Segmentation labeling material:
****************

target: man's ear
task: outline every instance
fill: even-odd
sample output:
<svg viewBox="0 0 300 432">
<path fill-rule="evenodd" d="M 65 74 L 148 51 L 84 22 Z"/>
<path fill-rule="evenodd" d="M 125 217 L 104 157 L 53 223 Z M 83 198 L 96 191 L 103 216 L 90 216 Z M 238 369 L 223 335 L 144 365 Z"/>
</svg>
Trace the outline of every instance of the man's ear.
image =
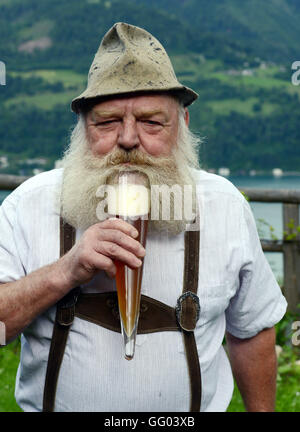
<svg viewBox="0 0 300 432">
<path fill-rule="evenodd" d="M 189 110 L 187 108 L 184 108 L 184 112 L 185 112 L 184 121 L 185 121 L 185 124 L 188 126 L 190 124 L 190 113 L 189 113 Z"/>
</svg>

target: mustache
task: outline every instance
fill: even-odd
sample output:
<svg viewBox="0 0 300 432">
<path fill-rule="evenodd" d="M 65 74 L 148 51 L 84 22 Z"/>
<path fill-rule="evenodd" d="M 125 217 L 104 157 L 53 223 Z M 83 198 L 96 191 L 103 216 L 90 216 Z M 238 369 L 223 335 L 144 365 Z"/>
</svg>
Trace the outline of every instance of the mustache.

****************

STATED EXERCISE:
Rewrite the material above with every "even-odd" changed to "nonzero" and nothing else altered. Leave the pictures out.

FINAL RESULT:
target: man's ear
task: outline every instance
fill: nonzero
sample output:
<svg viewBox="0 0 300 432">
<path fill-rule="evenodd" d="M 65 74 L 148 51 L 84 22 Z"/>
<path fill-rule="evenodd" d="M 125 217 L 104 157 L 53 223 Z M 83 198 L 96 191 L 103 216 L 90 216 Z M 238 369 L 223 335 L 144 365 Z"/>
</svg>
Trace the outline of every instance of the man's ear.
image =
<svg viewBox="0 0 300 432">
<path fill-rule="evenodd" d="M 189 110 L 187 108 L 184 108 L 184 112 L 185 112 L 184 121 L 185 121 L 185 124 L 188 126 L 190 124 L 190 113 L 189 113 Z"/>
</svg>

target: mustache
task: outline every instance
fill: nonzero
sample output:
<svg viewBox="0 0 300 432">
<path fill-rule="evenodd" d="M 65 74 L 148 51 L 84 22 Z"/>
<path fill-rule="evenodd" d="M 125 217 L 104 157 L 53 223 Z M 83 198 L 96 191 L 103 216 L 90 216 Z M 238 369 L 223 335 L 144 365 Z"/>
</svg>
Trace the outline of every instance of the mustache.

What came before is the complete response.